Instructions to follow:
In the excerpt on regulating laboratory-developed tests, what is the exact wording of the part that opens with the words containing "That power shouldn’t" and closes with "of the ACLA."? Reproduce it word for word.

That power shouldn’t be handed to the FDA, the American Clinical Laboratory Association said in its comments.
The association, which represents the nation’s largest commercial reference laboratories such as
The statutory authority to regulate devices delegated to the FDA in the FCDA “extends to physical products that are sold and distributed by manufacturers,” the ACLA said in its 107-page response to the agency.
“But LDTs are services offered by trained laboratory professionals, not physical products. An LDT is a protocol or process by which a laboratory uses various tools—some of which are individually regulated as devices—to derive a test result for a patient,” the association said.
The medical device framework is “dramatically ill-suited” to regulate LDTs, said Susan Van Meter, president of the ACLA.
“It is built to regulate medical devices—think of implantable spinal stimulators, defibrillators, any other manner of what you would traditionally think of as a medical device with a standard for safety and effectiveness—that framework is inflexible,” Van Meter said.

Recorded information:
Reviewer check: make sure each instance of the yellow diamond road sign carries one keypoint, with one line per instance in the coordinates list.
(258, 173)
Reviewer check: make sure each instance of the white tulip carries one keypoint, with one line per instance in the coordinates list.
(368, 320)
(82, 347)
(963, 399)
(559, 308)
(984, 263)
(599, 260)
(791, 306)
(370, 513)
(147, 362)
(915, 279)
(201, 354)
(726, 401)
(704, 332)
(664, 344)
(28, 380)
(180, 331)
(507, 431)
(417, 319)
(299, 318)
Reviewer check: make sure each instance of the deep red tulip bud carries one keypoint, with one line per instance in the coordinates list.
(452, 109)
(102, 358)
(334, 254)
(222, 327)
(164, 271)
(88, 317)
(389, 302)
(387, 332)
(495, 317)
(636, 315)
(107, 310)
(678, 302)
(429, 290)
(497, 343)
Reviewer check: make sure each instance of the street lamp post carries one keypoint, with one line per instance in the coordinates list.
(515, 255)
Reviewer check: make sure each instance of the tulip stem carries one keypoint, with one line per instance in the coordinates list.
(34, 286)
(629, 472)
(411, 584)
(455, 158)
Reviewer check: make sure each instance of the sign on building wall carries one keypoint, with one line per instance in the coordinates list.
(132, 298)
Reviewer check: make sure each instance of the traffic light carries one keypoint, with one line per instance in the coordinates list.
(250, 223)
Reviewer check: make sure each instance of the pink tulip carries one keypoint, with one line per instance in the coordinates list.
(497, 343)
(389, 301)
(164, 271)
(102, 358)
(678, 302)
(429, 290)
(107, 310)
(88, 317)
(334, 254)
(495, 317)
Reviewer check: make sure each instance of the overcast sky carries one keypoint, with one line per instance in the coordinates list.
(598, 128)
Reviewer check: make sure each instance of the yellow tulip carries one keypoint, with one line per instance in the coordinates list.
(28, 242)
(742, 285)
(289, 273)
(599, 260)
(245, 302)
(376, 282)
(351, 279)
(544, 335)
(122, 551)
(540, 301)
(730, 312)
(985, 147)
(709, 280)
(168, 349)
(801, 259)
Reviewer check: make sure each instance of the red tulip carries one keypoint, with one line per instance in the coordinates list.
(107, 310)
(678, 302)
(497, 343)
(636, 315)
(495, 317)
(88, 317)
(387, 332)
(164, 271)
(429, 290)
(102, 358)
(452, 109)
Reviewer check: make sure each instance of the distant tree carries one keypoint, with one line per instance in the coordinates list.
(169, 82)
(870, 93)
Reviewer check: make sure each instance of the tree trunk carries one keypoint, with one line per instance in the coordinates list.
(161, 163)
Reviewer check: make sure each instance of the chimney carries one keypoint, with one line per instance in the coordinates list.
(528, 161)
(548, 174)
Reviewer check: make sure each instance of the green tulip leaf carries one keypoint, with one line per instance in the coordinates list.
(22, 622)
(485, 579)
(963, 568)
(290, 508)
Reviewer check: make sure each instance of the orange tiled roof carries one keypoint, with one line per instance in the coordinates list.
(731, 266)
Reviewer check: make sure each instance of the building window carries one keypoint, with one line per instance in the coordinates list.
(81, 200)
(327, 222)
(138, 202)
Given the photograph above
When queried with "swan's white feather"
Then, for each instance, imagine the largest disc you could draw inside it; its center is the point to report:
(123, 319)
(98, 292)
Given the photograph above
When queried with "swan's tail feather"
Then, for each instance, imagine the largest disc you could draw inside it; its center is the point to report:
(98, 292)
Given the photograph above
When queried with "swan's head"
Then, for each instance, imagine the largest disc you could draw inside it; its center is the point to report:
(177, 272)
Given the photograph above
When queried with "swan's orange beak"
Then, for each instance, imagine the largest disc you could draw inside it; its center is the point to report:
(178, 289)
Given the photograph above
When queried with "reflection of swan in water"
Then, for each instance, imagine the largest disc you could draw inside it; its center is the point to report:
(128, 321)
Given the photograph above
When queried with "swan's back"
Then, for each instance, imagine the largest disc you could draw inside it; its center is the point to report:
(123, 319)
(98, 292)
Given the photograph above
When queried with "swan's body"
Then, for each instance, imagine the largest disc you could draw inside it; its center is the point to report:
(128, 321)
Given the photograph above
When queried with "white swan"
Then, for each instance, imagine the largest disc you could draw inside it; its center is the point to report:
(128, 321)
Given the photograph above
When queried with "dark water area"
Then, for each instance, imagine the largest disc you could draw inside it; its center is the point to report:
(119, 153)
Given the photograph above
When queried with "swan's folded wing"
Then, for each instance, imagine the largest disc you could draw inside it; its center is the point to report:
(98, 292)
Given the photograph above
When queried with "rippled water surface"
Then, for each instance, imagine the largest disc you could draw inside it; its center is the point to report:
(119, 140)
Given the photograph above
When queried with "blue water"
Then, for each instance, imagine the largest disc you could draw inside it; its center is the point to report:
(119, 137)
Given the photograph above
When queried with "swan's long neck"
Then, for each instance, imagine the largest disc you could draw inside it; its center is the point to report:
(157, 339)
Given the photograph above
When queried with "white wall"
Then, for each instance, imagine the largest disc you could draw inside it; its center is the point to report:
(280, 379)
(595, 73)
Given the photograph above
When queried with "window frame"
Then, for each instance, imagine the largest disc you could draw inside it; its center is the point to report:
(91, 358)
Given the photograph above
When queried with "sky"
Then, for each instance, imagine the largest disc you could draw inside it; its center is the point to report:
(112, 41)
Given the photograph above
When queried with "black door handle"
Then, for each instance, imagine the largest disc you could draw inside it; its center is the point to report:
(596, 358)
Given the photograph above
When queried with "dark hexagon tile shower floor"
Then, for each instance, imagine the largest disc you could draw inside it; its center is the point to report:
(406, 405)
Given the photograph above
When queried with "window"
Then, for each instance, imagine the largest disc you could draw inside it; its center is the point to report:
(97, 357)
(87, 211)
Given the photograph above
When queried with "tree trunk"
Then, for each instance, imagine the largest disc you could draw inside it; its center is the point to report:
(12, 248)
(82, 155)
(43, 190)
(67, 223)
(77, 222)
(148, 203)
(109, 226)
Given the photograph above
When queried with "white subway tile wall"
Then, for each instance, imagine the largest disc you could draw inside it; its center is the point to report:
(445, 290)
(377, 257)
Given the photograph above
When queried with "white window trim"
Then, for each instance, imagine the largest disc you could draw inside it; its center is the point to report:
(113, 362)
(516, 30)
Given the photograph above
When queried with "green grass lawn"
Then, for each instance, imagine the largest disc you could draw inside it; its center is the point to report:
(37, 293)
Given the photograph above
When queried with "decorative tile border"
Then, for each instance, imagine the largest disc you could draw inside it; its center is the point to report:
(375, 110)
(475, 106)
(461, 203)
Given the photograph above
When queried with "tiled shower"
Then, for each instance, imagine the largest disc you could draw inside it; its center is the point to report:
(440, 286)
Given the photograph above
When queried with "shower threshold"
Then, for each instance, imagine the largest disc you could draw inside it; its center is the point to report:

Response box:
That power shouldn’t be handed to the FDA, the American Clinical Laboratory Association said in its comments.
The association, which represents the nation’s largest commercial reference laboratories such as
The statutory authority to regulate devices delegated to the FDA in the FCDA “extends to physical products that are sold and distributed by manufacturers,” the ACLA said in its 107-page response to the agency.
“But LDTs are services offered by trained laboratory professionals, not physical products. An LDT is a protocol or process by which a laboratory uses various tools—some of which are individually regulated as devices—to derive a test result for a patient,” the association said.
The medical device framework is “dramatically ill-suited” to regulate LDTs, said Susan Van Meter, president of the ACLA.